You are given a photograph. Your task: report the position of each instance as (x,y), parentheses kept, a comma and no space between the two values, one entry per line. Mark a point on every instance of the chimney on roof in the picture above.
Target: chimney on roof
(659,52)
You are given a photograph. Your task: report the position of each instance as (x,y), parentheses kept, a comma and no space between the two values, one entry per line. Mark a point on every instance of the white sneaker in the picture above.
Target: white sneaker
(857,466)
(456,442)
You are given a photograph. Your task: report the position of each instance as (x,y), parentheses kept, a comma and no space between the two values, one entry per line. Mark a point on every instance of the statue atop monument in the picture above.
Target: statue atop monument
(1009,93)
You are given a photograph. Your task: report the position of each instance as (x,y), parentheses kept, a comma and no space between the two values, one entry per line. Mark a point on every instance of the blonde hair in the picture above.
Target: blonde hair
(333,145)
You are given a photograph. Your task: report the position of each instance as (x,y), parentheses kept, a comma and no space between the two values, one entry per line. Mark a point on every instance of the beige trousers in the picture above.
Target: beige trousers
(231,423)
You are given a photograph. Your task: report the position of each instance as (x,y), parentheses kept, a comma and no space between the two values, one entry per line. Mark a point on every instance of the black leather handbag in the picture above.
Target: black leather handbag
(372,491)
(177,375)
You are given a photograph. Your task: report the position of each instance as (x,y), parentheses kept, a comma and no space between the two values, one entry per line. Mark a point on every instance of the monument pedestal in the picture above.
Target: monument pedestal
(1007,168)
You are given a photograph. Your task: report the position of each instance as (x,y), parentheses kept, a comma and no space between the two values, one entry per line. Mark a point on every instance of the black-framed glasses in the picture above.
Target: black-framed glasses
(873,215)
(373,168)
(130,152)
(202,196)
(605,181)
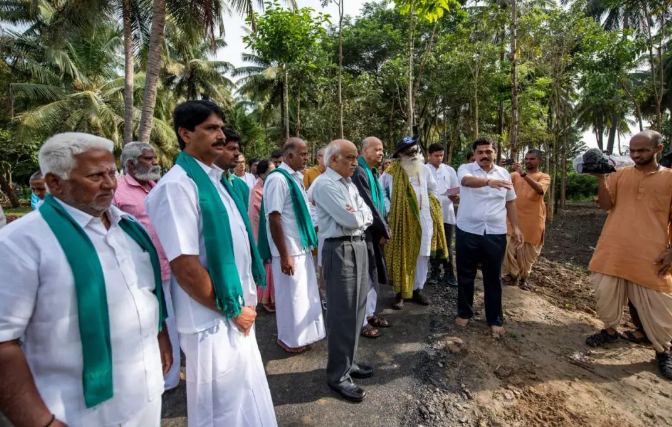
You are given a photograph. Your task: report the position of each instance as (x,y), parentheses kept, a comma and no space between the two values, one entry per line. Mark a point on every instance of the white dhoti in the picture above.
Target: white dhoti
(298,309)
(172,378)
(149,417)
(371,301)
(422,264)
(226,382)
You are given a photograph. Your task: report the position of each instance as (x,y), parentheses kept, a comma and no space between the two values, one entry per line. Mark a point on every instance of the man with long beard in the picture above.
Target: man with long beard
(416,222)
(141,171)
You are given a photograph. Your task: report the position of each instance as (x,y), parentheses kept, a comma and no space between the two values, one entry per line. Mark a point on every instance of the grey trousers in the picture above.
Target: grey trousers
(346,272)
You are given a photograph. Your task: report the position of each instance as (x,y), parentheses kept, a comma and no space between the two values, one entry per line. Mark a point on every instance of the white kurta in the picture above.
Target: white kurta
(226,385)
(297,298)
(38,303)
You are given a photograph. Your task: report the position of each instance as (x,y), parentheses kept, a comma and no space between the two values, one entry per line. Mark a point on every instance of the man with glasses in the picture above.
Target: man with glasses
(407,184)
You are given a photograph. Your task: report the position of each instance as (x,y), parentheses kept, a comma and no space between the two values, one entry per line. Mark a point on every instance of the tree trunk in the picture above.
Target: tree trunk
(128,73)
(340,65)
(514,87)
(9,191)
(286,88)
(156,38)
(409,119)
(563,164)
(298,111)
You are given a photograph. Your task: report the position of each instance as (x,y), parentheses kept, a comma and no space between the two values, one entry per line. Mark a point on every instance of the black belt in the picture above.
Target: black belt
(346,239)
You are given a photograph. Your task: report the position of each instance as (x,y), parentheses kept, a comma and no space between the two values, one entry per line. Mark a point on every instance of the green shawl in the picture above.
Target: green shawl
(376,189)
(219,245)
(303,219)
(92,310)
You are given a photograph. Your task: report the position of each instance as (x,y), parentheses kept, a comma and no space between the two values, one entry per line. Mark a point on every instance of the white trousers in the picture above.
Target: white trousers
(298,309)
(226,382)
(172,378)
(371,300)
(149,417)
(421,269)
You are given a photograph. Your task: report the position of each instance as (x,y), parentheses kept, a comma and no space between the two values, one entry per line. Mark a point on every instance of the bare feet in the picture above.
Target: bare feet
(461,322)
(291,349)
(498,330)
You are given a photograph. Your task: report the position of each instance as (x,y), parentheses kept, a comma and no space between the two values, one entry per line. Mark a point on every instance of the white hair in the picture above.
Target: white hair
(57,154)
(332,150)
(132,151)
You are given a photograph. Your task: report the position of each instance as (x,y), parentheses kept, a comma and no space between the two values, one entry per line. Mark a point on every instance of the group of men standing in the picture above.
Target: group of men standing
(107,279)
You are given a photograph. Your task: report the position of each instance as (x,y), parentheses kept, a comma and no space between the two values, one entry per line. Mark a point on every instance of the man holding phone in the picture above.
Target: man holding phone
(530,186)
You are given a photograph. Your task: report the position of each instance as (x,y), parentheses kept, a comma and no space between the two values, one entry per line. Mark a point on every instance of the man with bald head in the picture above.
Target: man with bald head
(633,257)
(343,218)
(366,180)
(287,236)
(311,174)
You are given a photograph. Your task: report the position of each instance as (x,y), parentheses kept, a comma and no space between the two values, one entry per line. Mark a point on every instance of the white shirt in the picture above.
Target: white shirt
(249,179)
(277,198)
(176,216)
(483,210)
(446,178)
(38,302)
(332,193)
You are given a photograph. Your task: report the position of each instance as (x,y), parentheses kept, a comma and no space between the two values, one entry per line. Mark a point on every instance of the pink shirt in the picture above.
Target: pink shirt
(130,198)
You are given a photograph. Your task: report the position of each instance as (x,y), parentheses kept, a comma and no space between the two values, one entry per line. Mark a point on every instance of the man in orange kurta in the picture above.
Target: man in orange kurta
(530,186)
(633,257)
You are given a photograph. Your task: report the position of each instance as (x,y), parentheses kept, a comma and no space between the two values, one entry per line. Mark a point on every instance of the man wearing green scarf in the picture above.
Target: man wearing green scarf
(286,237)
(81,287)
(366,180)
(203,226)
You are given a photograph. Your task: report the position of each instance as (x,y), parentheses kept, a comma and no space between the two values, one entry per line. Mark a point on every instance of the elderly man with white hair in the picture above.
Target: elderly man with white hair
(141,171)
(343,218)
(81,286)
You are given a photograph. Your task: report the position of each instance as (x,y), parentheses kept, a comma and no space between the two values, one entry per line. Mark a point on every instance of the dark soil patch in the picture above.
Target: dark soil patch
(573,234)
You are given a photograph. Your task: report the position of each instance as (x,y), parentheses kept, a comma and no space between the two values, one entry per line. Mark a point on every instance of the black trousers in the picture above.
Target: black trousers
(489,251)
(447,263)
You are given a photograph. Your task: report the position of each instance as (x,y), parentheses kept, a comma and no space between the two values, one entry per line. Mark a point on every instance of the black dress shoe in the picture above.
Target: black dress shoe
(364,371)
(349,391)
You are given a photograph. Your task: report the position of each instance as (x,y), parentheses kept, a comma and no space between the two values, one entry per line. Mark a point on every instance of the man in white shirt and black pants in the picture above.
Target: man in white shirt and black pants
(343,218)
(446,178)
(487,199)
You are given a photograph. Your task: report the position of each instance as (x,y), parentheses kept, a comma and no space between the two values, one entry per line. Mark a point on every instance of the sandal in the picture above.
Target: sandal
(601,338)
(379,322)
(369,331)
(509,280)
(630,336)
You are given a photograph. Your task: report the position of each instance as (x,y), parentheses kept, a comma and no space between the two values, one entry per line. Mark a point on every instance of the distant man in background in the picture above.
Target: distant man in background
(446,178)
(530,186)
(633,257)
(317,170)
(239,171)
(287,236)
(141,171)
(377,234)
(487,199)
(276,157)
(38,189)
(229,164)
(343,219)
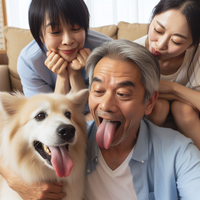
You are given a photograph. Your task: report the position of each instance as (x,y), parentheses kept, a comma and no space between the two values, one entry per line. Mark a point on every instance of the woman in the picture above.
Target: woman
(55,60)
(173,37)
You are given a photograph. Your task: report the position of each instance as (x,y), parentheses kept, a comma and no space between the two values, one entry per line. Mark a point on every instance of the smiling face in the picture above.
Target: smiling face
(116,101)
(64,39)
(169,35)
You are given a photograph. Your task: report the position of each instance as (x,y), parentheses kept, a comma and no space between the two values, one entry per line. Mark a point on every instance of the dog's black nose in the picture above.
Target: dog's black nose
(66,132)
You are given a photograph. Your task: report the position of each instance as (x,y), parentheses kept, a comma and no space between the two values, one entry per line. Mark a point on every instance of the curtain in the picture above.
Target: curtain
(102,12)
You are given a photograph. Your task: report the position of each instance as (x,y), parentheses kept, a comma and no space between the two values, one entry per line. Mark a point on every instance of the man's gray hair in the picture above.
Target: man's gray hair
(126,50)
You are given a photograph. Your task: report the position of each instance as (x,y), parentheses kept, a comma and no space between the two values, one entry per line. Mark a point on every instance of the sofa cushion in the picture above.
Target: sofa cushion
(110,30)
(16,40)
(131,31)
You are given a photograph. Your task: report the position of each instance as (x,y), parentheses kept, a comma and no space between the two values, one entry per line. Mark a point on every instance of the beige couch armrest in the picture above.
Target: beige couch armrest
(4,79)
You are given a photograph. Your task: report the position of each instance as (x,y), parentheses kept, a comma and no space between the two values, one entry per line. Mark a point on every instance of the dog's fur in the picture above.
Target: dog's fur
(25,123)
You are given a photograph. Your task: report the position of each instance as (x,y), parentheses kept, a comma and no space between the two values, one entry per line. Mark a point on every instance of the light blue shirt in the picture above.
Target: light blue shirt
(165,165)
(36,77)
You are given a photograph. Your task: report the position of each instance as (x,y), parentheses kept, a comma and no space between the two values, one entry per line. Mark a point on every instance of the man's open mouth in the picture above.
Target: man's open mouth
(45,151)
(118,123)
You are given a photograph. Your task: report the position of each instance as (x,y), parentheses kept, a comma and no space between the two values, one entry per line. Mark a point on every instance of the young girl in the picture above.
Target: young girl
(55,60)
(173,37)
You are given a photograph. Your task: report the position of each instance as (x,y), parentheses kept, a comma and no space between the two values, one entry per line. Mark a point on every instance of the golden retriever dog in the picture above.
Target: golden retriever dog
(43,138)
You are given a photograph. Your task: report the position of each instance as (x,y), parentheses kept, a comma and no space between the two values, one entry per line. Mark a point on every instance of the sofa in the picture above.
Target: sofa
(17,39)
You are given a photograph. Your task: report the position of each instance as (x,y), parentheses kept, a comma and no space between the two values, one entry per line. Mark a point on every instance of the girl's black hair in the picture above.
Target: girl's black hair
(70,11)
(191,10)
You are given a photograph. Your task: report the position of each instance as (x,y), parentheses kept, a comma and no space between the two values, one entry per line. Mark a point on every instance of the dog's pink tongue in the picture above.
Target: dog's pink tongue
(61,161)
(105,133)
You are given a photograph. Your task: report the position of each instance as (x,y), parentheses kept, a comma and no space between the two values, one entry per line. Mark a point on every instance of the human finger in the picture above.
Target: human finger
(75,65)
(52,60)
(60,67)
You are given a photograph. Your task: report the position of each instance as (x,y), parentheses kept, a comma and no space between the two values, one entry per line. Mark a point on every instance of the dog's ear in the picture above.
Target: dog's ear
(78,99)
(10,103)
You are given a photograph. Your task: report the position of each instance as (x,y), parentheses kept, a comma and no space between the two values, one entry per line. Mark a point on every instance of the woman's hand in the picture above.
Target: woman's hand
(56,64)
(80,60)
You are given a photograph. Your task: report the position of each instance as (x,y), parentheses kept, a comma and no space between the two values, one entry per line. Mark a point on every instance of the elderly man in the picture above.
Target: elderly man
(129,157)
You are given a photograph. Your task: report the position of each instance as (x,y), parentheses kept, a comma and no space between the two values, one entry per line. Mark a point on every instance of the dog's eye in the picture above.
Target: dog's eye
(68,115)
(40,116)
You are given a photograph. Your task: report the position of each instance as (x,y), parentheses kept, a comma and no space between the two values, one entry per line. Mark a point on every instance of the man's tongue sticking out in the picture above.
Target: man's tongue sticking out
(105,133)
(61,161)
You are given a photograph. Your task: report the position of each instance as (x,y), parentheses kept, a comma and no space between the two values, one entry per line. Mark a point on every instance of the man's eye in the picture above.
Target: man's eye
(122,94)
(55,32)
(176,42)
(75,29)
(40,116)
(157,31)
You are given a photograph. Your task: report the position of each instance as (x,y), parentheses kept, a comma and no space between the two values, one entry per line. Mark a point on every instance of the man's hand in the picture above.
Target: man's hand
(56,63)
(80,60)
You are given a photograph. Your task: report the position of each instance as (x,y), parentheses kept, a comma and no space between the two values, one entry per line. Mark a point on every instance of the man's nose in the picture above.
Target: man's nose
(162,43)
(108,103)
(67,39)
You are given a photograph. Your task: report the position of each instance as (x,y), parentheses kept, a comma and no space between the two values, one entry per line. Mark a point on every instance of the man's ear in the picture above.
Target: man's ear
(42,39)
(150,103)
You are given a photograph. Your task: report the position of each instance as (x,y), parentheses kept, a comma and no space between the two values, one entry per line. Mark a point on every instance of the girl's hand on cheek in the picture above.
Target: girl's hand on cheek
(80,60)
(56,63)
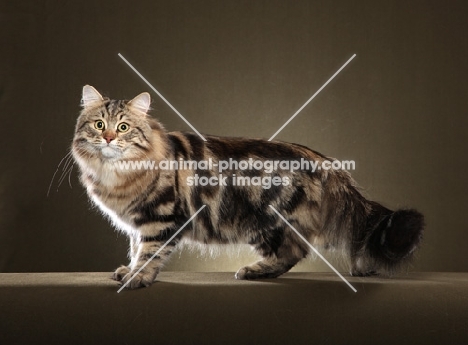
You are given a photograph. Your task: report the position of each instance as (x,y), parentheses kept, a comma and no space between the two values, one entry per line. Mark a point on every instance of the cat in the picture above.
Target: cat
(151,205)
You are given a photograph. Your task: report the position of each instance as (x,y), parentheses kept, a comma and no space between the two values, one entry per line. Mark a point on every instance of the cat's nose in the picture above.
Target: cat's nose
(108,136)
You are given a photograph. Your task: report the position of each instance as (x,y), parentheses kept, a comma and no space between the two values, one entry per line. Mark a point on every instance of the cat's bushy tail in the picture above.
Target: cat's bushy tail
(394,236)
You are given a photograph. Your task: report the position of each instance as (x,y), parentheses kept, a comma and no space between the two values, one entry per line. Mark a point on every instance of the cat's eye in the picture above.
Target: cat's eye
(123,127)
(99,124)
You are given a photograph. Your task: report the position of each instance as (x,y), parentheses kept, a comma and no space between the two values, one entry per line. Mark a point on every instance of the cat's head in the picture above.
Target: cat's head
(111,130)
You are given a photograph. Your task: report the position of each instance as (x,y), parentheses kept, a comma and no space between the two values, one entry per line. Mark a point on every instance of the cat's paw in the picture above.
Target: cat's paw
(248,273)
(139,280)
(120,272)
(356,273)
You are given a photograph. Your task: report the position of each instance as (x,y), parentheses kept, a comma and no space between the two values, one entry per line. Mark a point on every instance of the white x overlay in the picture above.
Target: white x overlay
(274,135)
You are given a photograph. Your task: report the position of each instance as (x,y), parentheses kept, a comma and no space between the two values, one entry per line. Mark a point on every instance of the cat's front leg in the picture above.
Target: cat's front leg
(123,270)
(152,252)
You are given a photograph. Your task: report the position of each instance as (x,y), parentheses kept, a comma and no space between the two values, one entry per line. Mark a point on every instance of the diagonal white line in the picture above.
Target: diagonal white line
(162,97)
(312,247)
(311,98)
(162,247)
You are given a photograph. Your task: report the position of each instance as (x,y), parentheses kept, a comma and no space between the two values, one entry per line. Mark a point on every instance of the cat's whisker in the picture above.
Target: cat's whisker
(67,156)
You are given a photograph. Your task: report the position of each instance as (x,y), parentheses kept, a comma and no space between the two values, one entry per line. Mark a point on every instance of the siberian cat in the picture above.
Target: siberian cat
(150,205)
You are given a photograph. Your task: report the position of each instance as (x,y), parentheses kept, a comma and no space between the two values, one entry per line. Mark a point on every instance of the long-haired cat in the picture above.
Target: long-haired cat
(150,205)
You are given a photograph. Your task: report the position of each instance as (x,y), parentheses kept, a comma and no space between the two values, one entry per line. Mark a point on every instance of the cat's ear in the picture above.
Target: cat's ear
(141,102)
(90,96)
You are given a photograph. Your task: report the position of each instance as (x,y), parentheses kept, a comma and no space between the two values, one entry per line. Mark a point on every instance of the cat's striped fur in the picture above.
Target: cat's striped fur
(151,205)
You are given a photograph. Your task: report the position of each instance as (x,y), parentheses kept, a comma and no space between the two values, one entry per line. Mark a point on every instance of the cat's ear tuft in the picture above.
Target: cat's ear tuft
(141,102)
(90,96)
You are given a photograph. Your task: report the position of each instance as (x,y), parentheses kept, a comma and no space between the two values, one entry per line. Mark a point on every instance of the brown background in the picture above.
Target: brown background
(238,68)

---*---

What the exercise asks — Reproduce the entry lines from the line with "dog's eye in the picture above." to the line with "Target: dog's eye", swapping "dog's eye" for "dog's nose" and leaving everything else as it is.

Task result —
You are given a photograph. Your task: report the position of each instance as (x,y), parentheses kept, a comma and no space between the two values, one entry per line. Mark a point on every instance of the dog's nose in the picture above.
Target: dog's nose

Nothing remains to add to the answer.